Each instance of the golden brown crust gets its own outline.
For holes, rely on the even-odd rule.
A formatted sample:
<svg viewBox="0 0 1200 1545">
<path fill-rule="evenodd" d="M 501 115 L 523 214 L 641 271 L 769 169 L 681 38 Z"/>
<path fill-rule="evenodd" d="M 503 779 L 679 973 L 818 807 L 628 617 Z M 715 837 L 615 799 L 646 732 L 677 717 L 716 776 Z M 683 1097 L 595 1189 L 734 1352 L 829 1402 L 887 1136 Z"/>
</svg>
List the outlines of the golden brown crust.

--------

- **Task prompt**: Could you quote the material above in full, exactly as it stands?

- **Response**:
Each instance of the golden brown crust gets its own outline.
For holes, rely on the even-odd rule.
A formatted sample:
<svg viewBox="0 0 1200 1545">
<path fill-rule="evenodd" d="M 501 115 L 523 214 L 641 271 L 769 169 L 681 38 Z"/>
<path fill-rule="evenodd" d="M 503 779 L 679 973 L 818 807 L 628 617 Z M 715 837 L 615 799 L 646 732 L 677 717 L 716 776 Z M 683 1097 L 595 1189 L 734 1352 L 829 1402 L 887 1136 Z"/>
</svg>
List the outlines of the golden brown crust.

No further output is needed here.